Although it might not be that easy to admit, but the truth is that a smelly cheese is not always the one which has gone bad in your fridge. On the contrary, you may hear a queer gourmet praising its rich bouquet of fresh tastes veiled in a distinctive fume. This is the case when you should not judge a stinking cheese by its scent. Be ready to reveal the original flavors that make the odiferous stinkers just out of this world.
Generally the term “stinky” is used to denote a variety of cheeses referring to the washed rind family. It means that in the process of aging, which takes from 4 weeks to 4 months, a cheese is repeatedly dunked into a saltwater or alcohol (wine, beer, brandy, cider etc.) brine. The washing procedure adds some orange or reddish hues to the rind and creates a special environment on its surface, where the particular kind of bacteria grows. It is known as B.linens and it develops those complex and strong aromas of the stinkers. By the way, the same bacteria is responsible for the smell of human sweat, so it is not harmful. The more the cheese is rinsed, the more intensive odor and taste it will get. Despite their assertive barnyard smell, cheeses with washed rinds usually possess a wide well-balanced array of more delicate, though still pungent, flavors of nuts, mushrooms, grass, butter and fruit. The texture ranges from rather firm and granular to soft and runny.

• _WHAT YOU NEED TO DO_
A – Rewrite the paragraph of the text on smelly cheese that begins "Generally the term" as a short bulleted list that keeps its main facts.
B – Proceed with the text on smelly cheese, starting right after its last sentence.
The records come from a different source than the text.

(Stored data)
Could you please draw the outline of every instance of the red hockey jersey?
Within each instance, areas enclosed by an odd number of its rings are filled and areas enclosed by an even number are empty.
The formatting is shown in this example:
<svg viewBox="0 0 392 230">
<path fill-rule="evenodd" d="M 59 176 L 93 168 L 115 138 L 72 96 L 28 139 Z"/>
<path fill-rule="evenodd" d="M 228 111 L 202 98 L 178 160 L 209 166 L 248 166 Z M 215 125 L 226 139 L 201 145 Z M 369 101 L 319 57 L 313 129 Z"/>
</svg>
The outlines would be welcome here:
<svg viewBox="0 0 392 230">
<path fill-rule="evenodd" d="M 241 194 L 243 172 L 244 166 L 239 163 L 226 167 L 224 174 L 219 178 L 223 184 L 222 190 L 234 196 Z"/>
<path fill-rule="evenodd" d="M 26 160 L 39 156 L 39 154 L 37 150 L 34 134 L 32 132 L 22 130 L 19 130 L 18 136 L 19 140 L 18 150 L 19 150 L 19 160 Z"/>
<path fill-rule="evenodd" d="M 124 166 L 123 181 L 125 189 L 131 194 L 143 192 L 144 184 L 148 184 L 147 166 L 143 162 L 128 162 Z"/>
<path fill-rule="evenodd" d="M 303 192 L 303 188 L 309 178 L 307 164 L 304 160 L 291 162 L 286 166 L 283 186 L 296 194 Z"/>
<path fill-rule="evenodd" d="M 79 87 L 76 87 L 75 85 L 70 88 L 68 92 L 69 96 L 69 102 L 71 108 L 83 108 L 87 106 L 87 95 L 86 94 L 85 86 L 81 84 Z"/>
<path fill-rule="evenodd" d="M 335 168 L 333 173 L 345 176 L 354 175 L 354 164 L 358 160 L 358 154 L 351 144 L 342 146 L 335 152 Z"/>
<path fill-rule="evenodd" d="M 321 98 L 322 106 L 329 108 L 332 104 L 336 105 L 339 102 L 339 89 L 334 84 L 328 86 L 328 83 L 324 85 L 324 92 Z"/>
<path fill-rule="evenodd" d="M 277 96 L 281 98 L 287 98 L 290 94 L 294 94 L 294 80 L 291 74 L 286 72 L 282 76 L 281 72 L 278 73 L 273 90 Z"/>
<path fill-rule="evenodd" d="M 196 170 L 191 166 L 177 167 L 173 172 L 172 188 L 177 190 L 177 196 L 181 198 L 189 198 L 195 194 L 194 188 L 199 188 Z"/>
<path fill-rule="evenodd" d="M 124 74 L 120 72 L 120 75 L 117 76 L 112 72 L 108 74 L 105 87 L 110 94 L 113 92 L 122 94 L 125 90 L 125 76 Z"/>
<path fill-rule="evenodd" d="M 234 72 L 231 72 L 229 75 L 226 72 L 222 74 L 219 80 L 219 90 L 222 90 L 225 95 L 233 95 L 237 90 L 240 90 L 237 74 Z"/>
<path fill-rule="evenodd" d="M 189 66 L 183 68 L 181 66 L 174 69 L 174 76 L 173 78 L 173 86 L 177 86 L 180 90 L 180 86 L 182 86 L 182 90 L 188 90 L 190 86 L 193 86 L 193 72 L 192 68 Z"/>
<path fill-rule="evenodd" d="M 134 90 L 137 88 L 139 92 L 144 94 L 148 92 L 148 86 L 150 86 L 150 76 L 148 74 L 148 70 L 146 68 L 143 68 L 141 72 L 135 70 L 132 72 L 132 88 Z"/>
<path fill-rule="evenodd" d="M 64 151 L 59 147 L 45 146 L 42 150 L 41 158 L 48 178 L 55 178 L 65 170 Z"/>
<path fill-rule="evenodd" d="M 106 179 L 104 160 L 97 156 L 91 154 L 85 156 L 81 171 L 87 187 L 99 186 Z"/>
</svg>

• _ANSWERS FOR THE TASKS_
A –
- "Stinky" usually refers to cheeses in the washed rind family.
- During aging, which lasts 4 weeks to 4 months, the cheese is dunked again and again in a brine of saltwater or alcohol (wine, beer, brandy, cider, etc.).
- Washing gives the rind orange or reddish hues and lets a bacteria called B.linens grow on the surface, creating the strong aromas.
- The same bacteria causes the smell of human sweat, so it is not harmful.
- More rinsing means a stronger smell and taste.
- Despite the barnyard smell, these cheeses often have balanced, pungent flavors of nuts, mushrooms, grass, butter and fruit.
- Texture ranges from firm and granular to soft and runny.

B –
The history of washed rind cheeses began in the Middle Ages. Monks were keeping the fast and abstaining meat. In its turn, cheese, made by monks themselves, was a great source of protein for them. The profit from selling it helped them run their monasteries. Following the tradition, Livarot cheese has been manufactured in French Normandy for about 600 years. Originally it was circled with rush leaves. Such natural wrapping gave the cheese its nickname “the Colonel”. Its paste is soft and springy, with tiny holes. The taste is a perfect combination of tangy nuttiness with salty and lemony hints.
Reblochon is a soft cow’s cheese from Savoie, France. The origins of its name trace back to the 13th century, when local herdsmen had to give the milk to their landlords. Smart folks gave away only a part of it and milked the cows for the second time or reblochaient after the controllers had left. The cheese is very subtle and creamy, with strong herbal smack. The French Reblochon cheese substitute in the US is called Fromage de Savoie made from pasteurized, not raw, milk.
French Morbier can be easily recognized by its decorative grey line made with natural vegetable dye, imitating the original layer of ash. The cheese has springy supple texture and dense creamy taste with fruity notes and bitterish aftertaste.
Chaumes cheese popularity both among children and adults is no surprise due to its fabulous flavor characteristics. Chaumes smells rather pungent, but it does not stink, and its odor enhances its outstanding meaty smack and rich nutty aftertaste.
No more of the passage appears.